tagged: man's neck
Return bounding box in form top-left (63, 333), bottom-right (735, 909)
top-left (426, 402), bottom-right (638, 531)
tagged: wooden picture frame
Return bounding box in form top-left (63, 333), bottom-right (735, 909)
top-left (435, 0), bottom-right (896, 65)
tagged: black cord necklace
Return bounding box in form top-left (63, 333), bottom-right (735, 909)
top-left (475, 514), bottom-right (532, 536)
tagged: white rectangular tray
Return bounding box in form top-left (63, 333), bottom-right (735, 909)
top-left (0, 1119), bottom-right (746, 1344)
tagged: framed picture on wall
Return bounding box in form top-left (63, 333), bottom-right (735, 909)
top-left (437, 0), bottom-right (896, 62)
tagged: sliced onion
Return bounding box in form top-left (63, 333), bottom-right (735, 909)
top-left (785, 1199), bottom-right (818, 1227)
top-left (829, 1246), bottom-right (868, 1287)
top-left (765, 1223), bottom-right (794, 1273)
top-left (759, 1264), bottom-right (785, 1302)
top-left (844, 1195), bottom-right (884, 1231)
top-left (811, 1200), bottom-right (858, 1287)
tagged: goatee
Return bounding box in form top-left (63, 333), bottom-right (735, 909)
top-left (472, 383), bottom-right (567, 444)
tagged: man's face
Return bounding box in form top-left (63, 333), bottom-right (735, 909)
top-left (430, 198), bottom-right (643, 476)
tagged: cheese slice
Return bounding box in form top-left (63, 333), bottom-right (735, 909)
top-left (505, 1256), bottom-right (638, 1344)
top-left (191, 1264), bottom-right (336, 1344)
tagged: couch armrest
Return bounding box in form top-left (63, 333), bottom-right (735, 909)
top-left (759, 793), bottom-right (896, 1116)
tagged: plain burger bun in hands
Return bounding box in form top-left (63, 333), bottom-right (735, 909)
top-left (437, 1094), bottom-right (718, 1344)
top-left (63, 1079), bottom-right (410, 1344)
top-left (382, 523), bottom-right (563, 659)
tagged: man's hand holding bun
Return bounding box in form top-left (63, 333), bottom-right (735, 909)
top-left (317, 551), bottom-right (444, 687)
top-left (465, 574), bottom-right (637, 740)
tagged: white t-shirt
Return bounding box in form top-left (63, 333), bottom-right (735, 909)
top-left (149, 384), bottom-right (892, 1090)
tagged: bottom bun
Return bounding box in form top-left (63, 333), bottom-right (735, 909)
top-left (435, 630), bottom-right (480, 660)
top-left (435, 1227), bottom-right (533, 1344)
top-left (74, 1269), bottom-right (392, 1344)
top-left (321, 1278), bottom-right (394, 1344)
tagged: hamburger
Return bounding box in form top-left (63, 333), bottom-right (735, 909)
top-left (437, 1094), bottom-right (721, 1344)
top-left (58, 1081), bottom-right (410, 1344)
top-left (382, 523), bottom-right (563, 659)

- Problem description: Copy every row above with each instance of "tagged" changed to "labeled", keeping all other text the same.

- Result of the task:
labeled: man's neck
Return bounding box in form top-left (63, 333), bottom-right (735, 909)
top-left (426, 402), bottom-right (638, 531)
labeled: wooden picture frame
Return bounding box in form top-left (63, 333), bottom-right (735, 909)
top-left (435, 0), bottom-right (896, 65)
labeled: black cord necklace
Return bounding box in form top-left (63, 333), bottom-right (735, 909)
top-left (475, 514), bottom-right (532, 536)
labeled: white rectangular tray
Return bounding box in form top-left (63, 333), bottom-right (735, 909)
top-left (0, 1119), bottom-right (746, 1344)
labeled: framed picture on wall
Return bounding box in form top-left (63, 333), bottom-right (735, 909)
top-left (437, 0), bottom-right (896, 62)
labeled: sliced onion
Return bounding box in form top-left (63, 333), bottom-right (735, 909)
top-left (785, 1199), bottom-right (818, 1227)
top-left (829, 1246), bottom-right (868, 1287)
top-left (765, 1223), bottom-right (794, 1273)
top-left (759, 1264), bottom-right (785, 1302)
top-left (844, 1195), bottom-right (884, 1231)
top-left (811, 1200), bottom-right (858, 1287)
labeled: goatee
Return bounding box in form top-left (63, 333), bottom-right (735, 909)
top-left (472, 383), bottom-right (567, 444)
labeled: man's face
Return bounding box in form top-left (63, 333), bottom-right (735, 909)
top-left (430, 198), bottom-right (643, 476)
labeled: cheese slice
Return bounding box in form top-left (63, 333), bottom-right (735, 909)
top-left (505, 1256), bottom-right (638, 1344)
top-left (191, 1264), bottom-right (336, 1344)
labeled: couch armrest
Return bounding box in form top-left (63, 333), bottom-right (735, 909)
top-left (759, 793), bottom-right (896, 1116)
labeled: plain burger bun in hands
Return bounding box in form top-left (63, 333), bottom-right (735, 909)
top-left (437, 1094), bottom-right (718, 1344)
top-left (63, 1079), bottom-right (410, 1344)
top-left (382, 523), bottom-right (563, 659)
labeled: man's hand holding bun
Return bounding box in form top-left (63, 333), bottom-right (735, 909)
top-left (317, 551), bottom-right (444, 687)
top-left (465, 574), bottom-right (637, 740)
labeled: white t-shirt
Return bounding box in form top-left (63, 333), bottom-right (735, 909)
top-left (149, 384), bottom-right (892, 1090)
labeled: bottom bun
Return bounding box in form top-left (63, 333), bottom-right (735, 909)
top-left (435, 630), bottom-right (480, 660)
top-left (435, 1227), bottom-right (533, 1344)
top-left (74, 1269), bottom-right (392, 1344)
top-left (321, 1278), bottom-right (394, 1344)
labeled: hamburger
Return bounding box in form top-left (63, 333), bottom-right (735, 909)
top-left (437, 1094), bottom-right (721, 1344)
top-left (58, 1081), bottom-right (410, 1344)
top-left (382, 523), bottom-right (563, 659)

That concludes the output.